→ **Document segment**:
RE: httpd attempts to open file.html/.htaccess (is this a bug?)

2007-06-13 Thread Allen Pulsifer
Hello William,

Thanks for the suggestions.  I have a fix that is pretty simple (and
therefore I hope, unlikely to break anything ;-).  Later today, after I've
compiled and tested it on both Windows and Linux, I'll post it to the list.

Allen



RE: httpd attempts to open file.html/.htaccess (is this a bug?)

2007-06-12 Thread Allen Pulsifer
  When processing a GET /.../file.html, Apache httpd briefly treats 
  file.html as a directory and attempts to open 
  docroot/.../file.html/.htaccess.  The os returns ENOTDIR, 
 and then 
  processing of the request continues.

 Yes, this is a somewhat known issue.  Previously it caused 
 issues with earlier versions of reiserfs4: 
 http://issues.apache.org/bugzilla/show_bug.cgi?id=31126
 
 Rici explains more details here: 
 http://marc.info/?l=apache-httpd-devm=109470495819687w=4


Hello Paul and Dev List,

Thanks for the reply.  I checked out the links and did some code tracing
with the debugger.  As one of the links pointed out, the problem is in the
block of code attached below from ap_directory_walk() in server/request.c

This block of code is contained in the directory walk that looks for sym
links and .htaccess files.  It is executed immediately after appending the
next path segment, which is either a subdirectory or the file name.

The if test at the top of the block attempts to optimize by skipping the
statements the follow it.  The comment on the if test states:

  * If...we knew r-filename was a file, and
  * if...we have strict (case-sensitive) filenames, or
  *  we know the canonical_filename matches to _this_ name, and
  * if...we have allowed symlinks
  * skip the lstat and dummy up an APR_DIR value for thisinfo.

The first problem with the if test is that it doesn't recognize when the
segment is actually the file name itself, and therefore the type is APR_REG
rather than APR_DIR.  This could easily be fixed, but there may be a few
other problems.

→ **Instructions**:
a) In the httpd thread, which function and source file contain the block of code identified as the problem?
b) Explain the first problem the httpd thread identifies with the if test at the top of the block.
Answer from the httpd thread alone.

(Dataset excerpt)
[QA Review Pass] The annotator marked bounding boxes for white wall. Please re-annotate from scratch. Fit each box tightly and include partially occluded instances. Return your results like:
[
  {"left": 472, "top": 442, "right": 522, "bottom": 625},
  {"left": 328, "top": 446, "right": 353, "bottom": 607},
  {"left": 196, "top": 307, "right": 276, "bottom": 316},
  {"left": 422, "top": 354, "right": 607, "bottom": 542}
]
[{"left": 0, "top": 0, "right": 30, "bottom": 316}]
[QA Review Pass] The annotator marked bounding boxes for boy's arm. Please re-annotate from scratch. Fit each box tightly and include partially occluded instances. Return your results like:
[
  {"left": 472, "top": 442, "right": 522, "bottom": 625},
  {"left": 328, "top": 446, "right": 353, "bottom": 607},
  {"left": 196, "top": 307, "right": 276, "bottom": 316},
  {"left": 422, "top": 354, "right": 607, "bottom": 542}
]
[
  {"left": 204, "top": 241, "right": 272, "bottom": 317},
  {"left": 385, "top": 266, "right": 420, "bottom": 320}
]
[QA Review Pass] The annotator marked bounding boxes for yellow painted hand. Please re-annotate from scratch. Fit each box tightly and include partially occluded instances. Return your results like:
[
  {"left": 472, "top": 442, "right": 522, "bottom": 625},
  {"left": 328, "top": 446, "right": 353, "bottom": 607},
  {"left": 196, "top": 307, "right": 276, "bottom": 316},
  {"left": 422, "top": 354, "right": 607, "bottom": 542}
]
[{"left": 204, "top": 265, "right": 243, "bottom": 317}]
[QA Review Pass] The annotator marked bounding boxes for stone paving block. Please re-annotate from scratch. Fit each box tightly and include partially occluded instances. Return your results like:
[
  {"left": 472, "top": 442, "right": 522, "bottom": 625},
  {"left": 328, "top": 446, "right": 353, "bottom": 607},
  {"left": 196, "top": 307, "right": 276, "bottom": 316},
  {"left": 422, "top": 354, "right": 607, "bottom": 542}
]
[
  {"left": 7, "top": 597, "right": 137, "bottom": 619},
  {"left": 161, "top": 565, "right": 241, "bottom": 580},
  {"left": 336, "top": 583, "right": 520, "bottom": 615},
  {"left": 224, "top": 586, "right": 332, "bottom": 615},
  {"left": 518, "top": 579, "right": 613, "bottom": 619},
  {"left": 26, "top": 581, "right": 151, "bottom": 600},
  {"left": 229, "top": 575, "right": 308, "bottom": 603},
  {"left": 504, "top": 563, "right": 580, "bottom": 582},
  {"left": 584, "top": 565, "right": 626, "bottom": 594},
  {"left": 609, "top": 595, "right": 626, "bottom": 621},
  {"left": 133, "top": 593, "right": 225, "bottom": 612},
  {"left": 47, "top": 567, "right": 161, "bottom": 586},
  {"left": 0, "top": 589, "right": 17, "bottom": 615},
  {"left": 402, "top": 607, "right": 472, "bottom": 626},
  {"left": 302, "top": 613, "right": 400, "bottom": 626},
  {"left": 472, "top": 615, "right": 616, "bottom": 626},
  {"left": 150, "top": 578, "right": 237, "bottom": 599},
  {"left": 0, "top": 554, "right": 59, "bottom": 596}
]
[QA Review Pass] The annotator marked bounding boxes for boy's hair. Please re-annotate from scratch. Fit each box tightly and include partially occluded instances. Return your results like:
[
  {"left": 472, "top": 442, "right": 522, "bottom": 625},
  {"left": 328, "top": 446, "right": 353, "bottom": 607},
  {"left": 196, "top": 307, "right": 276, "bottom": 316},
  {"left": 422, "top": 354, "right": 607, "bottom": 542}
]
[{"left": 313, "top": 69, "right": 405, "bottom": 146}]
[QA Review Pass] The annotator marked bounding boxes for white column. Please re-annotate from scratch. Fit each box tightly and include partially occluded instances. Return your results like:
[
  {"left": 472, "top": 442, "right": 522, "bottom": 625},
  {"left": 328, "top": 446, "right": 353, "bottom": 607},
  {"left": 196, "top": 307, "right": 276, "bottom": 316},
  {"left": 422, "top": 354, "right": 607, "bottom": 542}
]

→ **Task answers**:
a) The block is in ap_directory_walk() in server/request.c.

b) The if test does not recognize when the appended segment is actually the file name itself. In that case the type is APR_REG rather than APR_DIR.